Typography is a crucial part of an infographic. It is important to pick the right typography for your poster because it helps to explain the information on your poster. I found a few vital facts that will help me to find the best type for my infographic.

Different styles of font:

  • Regular
  • Italic
  • Condensed
  • Bold
  • Bold Italic
  • Black

Different symbols of type help to convey a message by using things such as:

  • Letters
  • Numerals
  • Punctuation
  • Icons
  • Emojis

The most used fonts in graphic design are:

  • Helvetica
  • Trajan
  • Garamond
  • Futura
  • Bodoni

Below is a poster I found on a website. This poster narrows down the best fonts depending on what you want from you infographic:






Use of Colour

I love using colour. But while I have been coming up with concepts and ideas for this poster, I was finding it difficult to think of good colours to use and I still have not grasped the logic behind the use of colour. So I decided to research how to influence effectively with colour.

The research that I found suggested these great tips that are useful to create colour schemes for an infographic:

  1. Stick to just two main colours and only use four colours overall so it does not make your poster look too busy.
  2. The two colours you choose as your main colours, make them clear and bold while the other colour should be complementary (subtle and warm).
  3. Use the subject of your poster to determine what colours you use. For example, if your subject is coffee, you could use different shades of brown.

research from: http://piktochart.com/pick-great-color-schemes-your-infographics/

I found this poster very useful for inspiration:

Creative Thinking

Technical Creativity is when new ideas or theories are created. It is about generating ideas, evaluating the ideas and then modifying them. There are two parts to this, programed thinking and lateral thinking.


Programed Thinking is when you use logic to solve the problem:

Morphological analysis is when you take a problem and break it down into parts. The person then takes out the vital parts of the systems and puts it together in a more simplified system. It is a way of working backwards to solve the problem.

** Dataset rows **
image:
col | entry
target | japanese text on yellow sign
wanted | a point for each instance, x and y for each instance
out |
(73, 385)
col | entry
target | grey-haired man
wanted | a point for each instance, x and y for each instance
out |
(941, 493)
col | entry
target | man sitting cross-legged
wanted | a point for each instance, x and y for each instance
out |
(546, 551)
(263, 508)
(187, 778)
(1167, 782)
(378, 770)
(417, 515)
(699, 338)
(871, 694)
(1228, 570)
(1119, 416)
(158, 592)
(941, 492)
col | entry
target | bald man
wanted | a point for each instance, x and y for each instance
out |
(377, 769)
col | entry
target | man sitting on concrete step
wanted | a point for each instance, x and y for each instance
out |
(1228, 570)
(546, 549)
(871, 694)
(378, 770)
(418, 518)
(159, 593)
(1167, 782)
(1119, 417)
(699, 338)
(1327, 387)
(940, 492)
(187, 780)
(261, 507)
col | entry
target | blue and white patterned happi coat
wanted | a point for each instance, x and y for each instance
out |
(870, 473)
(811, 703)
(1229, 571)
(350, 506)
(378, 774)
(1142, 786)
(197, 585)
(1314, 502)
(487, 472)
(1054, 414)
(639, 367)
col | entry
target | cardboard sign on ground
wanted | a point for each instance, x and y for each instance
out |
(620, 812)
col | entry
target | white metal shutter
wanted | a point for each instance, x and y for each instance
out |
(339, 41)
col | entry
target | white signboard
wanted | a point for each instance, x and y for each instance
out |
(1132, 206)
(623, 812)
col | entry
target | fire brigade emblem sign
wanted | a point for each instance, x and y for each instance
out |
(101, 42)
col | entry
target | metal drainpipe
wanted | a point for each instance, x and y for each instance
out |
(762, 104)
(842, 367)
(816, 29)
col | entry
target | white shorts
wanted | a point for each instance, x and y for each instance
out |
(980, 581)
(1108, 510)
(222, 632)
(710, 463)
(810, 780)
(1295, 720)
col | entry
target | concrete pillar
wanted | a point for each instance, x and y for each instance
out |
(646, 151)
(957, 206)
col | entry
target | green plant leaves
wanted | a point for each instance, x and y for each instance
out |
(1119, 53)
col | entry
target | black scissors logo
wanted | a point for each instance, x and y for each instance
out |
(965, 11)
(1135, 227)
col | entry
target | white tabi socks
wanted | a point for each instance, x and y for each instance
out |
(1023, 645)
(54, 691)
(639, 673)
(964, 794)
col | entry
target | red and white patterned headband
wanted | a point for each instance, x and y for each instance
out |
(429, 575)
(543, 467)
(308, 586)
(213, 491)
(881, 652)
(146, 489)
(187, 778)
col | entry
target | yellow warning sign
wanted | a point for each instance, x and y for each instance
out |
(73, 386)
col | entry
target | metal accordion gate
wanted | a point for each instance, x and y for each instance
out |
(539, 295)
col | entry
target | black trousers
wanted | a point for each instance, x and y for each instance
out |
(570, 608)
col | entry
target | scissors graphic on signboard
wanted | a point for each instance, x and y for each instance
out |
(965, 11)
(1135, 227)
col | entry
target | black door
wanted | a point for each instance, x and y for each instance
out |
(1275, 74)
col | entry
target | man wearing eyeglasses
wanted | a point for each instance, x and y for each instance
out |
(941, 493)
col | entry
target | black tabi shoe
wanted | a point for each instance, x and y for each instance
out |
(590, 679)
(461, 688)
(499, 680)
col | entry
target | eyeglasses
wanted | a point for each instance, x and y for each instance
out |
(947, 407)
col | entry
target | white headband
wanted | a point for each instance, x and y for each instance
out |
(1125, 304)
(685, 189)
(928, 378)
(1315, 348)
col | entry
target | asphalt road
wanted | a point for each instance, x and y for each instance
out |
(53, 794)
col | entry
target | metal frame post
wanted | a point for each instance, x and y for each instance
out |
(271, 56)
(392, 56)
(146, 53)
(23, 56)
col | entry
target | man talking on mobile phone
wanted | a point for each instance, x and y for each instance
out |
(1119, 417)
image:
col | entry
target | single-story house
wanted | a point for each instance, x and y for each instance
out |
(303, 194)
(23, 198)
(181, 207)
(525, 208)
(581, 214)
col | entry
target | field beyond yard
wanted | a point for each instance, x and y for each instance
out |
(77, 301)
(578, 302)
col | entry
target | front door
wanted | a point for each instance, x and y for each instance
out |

** SET PROBLEM 1 **
Summarize the infographic design notes in two sentences.
** SET PROBLEM 2 **
Carry on the infographic design notes from the point where they stop.

** EXPECTED OUTPUT 1 **
Typography matters in an infographic because it helps explain the information, and the notes list font styles, kinds of type symbols, and the fonts most used in graphic design, such as Helvetica and Garamond. They also offer color tips (two main colors, four overall, chosen to suit the subject) and describe creative thinking as generating, evaluating, and modifying ideas through programmed and lateral thinking, with morphological analysis breaking a problem into parts.

** EXPECTED OUTPUT 2 **
Reframing Matrix is a technique that helps a person to look at the problem in various ways. This will help to expand and create more creative solutions to the problem. It is used in groups because everybody thinks in a different way to each other. This system helps groups to figure out a solution together. You take four key questions and answer them together. Here is an example below:


Lateral Thinking uses creativity and an indirect approach to solve a problem:

Brainstorming is a pretty straightforward technique that a lot of people use. It helps to get anything that you can think of onto the page. It does not have to have anything to do with the topic, but it could lead to a more creative product by doing so.

Random Input is about taking a random word or picture to create a new way of thinking about a topic. The point is to not directly solve the problem but to come up with various ideas that could lead to a solution.


Infographics are displayed like a poster and aim to present information that should be easily understood when looking at it. These posters can have things such as text, diagrams, illustrations and graphs.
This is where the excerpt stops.